__WHAT TO WORK ON__
Rewrite the rows from the line containing "Task: point to every instance of the salamander front" through the end of the rows, both included, keeping the requests and their format samples unchanged. In the answers, multiply every coordinate by 1.7 and round to whole numbers, with halves rounded up.

Coordinate annotation entries:
§ §

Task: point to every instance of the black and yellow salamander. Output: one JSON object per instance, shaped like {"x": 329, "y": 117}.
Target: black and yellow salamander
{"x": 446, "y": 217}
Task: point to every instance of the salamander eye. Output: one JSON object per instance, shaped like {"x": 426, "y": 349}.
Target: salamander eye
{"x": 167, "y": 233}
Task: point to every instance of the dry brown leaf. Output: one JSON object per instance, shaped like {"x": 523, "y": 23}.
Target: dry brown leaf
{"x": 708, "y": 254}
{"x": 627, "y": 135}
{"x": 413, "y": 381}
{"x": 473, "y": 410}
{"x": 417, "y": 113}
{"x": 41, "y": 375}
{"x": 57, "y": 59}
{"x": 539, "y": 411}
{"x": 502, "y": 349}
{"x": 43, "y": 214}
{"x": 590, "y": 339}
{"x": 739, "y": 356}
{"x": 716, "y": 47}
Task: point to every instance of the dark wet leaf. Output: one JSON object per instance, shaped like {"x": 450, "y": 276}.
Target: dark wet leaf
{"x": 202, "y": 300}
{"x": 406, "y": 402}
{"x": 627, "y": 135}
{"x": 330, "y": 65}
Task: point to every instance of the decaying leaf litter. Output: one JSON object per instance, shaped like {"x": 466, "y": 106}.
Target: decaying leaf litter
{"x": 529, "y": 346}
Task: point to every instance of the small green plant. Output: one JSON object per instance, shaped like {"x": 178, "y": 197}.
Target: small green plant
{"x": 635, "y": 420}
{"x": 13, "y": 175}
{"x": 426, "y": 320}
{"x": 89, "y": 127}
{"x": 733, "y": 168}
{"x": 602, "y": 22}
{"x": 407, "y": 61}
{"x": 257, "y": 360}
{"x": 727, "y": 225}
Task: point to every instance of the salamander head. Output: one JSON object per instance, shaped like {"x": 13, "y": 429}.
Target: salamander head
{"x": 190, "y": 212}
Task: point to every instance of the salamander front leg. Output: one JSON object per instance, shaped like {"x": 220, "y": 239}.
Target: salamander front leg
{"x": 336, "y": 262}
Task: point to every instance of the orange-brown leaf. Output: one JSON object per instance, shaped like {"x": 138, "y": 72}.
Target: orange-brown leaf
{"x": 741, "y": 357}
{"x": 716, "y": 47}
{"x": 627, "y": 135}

§ §

__EXPECTED OUTPUT__
Task: point to every instance of the salamander front leg. Output: one JSON object per instance, shaped like {"x": 220, "y": 239}.
Target: salamander front leg
{"x": 571, "y": 445}
Task: point to every instance of the orange-brown leaf. Output: one JSON object per instance, shaped like {"x": 138, "y": 72}.
Target: orange-brown leaf
{"x": 1260, "y": 607}
{"x": 1217, "y": 80}
{"x": 1066, "y": 230}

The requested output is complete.